[Stored dataset items]
————————

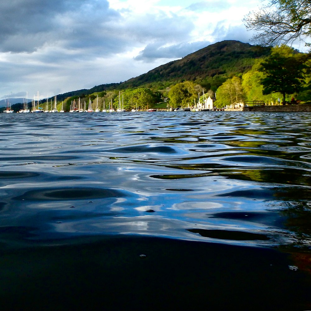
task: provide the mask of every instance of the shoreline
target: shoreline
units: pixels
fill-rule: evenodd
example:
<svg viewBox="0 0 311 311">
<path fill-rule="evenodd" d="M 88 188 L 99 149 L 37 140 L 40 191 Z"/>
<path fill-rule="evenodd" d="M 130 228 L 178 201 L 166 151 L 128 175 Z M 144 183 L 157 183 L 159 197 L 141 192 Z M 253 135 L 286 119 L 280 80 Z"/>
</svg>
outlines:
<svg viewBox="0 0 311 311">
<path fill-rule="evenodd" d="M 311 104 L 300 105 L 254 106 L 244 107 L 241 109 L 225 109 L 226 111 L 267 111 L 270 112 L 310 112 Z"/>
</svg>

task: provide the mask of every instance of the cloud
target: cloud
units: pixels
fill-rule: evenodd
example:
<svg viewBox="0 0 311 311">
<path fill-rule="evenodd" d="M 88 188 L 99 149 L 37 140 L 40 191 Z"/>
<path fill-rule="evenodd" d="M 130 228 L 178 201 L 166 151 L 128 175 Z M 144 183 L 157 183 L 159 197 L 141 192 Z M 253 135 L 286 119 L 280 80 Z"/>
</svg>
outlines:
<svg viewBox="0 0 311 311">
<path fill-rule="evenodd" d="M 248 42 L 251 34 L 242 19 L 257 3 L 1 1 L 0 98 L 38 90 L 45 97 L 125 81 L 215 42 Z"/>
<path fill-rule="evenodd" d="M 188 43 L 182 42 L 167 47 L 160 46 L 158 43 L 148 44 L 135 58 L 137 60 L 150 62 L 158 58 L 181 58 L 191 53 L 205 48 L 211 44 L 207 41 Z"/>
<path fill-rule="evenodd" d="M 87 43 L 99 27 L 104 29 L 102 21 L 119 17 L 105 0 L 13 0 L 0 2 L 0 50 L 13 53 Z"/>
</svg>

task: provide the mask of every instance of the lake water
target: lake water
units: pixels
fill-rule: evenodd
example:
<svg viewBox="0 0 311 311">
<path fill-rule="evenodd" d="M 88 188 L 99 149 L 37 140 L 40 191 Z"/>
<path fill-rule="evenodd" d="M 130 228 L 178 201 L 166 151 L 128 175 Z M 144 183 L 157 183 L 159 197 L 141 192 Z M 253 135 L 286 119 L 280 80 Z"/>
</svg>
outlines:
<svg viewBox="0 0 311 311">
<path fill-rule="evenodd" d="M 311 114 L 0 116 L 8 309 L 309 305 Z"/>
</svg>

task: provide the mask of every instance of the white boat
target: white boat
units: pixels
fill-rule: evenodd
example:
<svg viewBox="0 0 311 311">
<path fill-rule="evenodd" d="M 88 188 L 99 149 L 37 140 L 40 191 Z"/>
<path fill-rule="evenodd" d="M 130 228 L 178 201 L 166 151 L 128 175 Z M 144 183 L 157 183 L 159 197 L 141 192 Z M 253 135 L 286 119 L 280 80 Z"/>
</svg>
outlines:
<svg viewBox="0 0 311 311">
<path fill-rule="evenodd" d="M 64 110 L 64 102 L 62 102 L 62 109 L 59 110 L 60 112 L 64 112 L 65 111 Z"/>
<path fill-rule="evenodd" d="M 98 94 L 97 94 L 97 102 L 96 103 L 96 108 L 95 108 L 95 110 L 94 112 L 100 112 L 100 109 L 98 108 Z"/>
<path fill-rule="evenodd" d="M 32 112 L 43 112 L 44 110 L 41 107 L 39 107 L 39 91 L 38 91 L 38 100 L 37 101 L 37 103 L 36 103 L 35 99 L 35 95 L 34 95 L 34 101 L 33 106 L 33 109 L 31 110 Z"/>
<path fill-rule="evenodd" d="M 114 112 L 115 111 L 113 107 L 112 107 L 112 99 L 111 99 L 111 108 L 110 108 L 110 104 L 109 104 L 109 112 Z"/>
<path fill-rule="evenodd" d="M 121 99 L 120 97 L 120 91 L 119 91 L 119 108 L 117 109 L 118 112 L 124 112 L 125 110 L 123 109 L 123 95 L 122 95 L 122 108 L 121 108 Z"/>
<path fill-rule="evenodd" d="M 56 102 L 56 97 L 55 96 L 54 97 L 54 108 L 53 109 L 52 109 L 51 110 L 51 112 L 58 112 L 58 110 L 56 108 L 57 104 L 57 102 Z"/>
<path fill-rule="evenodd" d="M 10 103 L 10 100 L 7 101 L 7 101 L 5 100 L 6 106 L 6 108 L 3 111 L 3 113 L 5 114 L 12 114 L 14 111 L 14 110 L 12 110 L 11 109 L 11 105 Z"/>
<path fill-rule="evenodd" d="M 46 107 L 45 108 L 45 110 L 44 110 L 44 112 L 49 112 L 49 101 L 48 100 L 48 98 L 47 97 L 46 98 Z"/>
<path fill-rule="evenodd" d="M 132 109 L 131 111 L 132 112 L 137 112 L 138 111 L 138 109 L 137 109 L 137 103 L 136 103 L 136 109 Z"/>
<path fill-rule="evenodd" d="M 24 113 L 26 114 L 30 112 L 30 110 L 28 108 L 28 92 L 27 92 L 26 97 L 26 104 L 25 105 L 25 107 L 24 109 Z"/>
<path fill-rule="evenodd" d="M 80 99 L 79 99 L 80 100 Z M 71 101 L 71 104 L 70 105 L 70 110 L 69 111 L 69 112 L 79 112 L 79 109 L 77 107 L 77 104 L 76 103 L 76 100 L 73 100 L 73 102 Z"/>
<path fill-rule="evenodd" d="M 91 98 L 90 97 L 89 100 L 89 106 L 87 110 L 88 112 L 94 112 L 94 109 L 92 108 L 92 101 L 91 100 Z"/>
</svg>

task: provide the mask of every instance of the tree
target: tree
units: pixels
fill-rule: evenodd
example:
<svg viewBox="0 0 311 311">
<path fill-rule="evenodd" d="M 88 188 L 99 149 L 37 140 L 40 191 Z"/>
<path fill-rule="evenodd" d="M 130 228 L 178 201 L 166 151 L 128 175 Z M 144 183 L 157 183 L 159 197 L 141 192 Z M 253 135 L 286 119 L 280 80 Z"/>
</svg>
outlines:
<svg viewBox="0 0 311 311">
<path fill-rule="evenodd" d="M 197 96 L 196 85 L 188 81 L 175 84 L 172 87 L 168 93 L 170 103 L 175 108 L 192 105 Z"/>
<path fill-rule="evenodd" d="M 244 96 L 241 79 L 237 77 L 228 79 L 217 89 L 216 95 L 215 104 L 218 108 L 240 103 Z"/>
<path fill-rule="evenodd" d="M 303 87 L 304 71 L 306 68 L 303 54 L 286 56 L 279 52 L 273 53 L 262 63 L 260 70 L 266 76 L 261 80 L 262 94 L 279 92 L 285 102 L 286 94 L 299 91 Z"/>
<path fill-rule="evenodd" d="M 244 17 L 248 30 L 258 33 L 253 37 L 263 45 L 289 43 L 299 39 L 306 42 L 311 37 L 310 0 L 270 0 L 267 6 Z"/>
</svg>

————————

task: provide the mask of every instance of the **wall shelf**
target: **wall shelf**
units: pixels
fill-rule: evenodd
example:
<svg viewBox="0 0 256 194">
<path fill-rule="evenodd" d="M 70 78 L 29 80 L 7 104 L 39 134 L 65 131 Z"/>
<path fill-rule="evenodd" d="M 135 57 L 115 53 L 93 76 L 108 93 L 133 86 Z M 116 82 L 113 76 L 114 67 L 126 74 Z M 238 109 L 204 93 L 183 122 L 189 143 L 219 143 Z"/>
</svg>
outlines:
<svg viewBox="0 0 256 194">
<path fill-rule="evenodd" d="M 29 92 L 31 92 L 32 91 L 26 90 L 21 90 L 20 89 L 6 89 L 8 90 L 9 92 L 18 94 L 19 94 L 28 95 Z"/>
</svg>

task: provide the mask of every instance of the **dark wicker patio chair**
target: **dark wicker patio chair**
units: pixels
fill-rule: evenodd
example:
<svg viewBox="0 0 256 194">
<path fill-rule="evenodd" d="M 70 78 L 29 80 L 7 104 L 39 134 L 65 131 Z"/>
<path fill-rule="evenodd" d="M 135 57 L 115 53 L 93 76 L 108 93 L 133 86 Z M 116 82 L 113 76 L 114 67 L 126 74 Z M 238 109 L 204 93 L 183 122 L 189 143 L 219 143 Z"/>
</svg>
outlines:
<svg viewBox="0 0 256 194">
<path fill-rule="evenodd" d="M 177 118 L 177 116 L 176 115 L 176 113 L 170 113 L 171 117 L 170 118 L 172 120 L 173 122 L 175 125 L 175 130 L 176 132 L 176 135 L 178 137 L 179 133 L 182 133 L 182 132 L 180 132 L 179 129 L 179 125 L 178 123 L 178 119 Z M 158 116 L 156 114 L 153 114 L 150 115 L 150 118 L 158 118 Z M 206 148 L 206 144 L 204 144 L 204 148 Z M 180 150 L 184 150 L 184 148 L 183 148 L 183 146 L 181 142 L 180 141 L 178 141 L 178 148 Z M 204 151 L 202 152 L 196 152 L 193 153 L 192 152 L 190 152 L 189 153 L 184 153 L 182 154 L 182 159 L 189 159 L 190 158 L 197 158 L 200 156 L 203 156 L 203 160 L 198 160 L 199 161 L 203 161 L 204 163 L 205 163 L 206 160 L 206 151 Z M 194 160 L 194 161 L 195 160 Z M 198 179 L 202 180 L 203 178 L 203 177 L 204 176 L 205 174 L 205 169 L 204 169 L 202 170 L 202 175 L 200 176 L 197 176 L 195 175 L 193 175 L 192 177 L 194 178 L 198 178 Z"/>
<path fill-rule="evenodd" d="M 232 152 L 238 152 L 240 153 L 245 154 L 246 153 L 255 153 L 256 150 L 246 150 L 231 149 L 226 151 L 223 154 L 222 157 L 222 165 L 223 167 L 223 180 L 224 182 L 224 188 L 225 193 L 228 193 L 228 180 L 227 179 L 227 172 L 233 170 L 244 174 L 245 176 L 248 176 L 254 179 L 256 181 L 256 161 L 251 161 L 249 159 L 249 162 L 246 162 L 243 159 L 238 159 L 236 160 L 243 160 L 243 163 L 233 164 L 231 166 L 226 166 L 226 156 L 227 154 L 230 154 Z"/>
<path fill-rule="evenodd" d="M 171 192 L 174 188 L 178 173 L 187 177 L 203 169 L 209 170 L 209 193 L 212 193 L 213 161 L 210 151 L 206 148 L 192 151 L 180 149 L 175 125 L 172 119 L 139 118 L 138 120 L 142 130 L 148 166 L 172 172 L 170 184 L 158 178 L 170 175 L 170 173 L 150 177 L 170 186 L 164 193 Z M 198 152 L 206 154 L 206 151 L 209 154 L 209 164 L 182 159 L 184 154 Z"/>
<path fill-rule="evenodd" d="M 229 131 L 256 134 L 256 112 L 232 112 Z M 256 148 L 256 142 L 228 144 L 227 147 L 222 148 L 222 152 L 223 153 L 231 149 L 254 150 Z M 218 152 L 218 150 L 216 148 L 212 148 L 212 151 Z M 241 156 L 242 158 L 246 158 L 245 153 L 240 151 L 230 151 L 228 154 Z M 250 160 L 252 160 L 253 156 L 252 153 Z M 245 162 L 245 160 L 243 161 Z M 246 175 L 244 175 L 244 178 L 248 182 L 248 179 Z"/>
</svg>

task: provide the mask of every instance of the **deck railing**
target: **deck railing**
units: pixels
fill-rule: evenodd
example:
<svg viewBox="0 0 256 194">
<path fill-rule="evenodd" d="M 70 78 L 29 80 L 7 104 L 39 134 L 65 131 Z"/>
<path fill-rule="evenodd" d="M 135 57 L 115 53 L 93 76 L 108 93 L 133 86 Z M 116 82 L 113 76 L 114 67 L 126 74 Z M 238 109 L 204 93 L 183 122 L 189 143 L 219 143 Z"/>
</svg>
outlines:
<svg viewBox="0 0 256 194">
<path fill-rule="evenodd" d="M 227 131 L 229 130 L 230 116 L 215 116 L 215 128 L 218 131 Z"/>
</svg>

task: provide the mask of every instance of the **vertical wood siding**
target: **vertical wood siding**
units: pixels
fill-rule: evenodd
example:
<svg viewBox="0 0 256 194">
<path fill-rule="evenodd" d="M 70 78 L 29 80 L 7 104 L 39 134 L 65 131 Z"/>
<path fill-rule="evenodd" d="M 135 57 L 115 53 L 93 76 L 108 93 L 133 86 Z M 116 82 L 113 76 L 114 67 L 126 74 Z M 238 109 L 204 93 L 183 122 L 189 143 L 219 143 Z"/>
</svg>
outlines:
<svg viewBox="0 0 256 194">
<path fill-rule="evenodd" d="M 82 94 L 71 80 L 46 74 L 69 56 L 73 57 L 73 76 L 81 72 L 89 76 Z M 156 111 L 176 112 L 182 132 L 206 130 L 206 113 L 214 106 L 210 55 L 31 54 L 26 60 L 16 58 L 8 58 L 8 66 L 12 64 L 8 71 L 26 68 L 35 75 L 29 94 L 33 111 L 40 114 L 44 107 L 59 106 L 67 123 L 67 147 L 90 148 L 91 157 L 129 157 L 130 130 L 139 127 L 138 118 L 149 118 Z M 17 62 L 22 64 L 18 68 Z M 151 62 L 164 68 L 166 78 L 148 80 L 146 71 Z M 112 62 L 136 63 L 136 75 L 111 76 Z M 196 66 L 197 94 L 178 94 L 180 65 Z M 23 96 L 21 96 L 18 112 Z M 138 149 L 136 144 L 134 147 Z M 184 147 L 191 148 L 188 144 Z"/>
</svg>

————————

▸ **EXERCISE**:
Switch "cloud" to "mist" in the data, changing nothing else. Begin at the line that has "task: provide the mask of every instance of the cloud", stop after the line that has "188 43 L 182", and give only those lines.

▸ **COMPLETE RESPONSE**:
task: provide the mask of every instance of the mist
target: mist
units: pixels
fill-rule: evenodd
example:
<svg viewBox="0 0 311 311">
<path fill-rule="evenodd" d="M 88 188 L 99 149 L 37 140 L 40 191 Z"/>
<path fill-rule="evenodd" d="M 130 228 L 178 201 L 166 151 L 128 175 Z M 144 183 L 157 183 L 159 197 L 141 192 Z M 253 135 L 286 119 L 280 80 Z"/>
</svg>
outlines:
<svg viewBox="0 0 311 311">
<path fill-rule="evenodd" d="M 248 42 L 251 34 L 242 19 L 257 3 L 1 1 L 0 98 L 38 90 L 45 97 L 125 81 L 215 42 Z"/>
<path fill-rule="evenodd" d="M 188 43 L 182 42 L 167 47 L 160 46 L 158 43 L 148 44 L 135 58 L 137 60 L 150 62 L 158 58 L 181 58 L 191 53 L 205 48 L 211 44 L 207 41 Z"/>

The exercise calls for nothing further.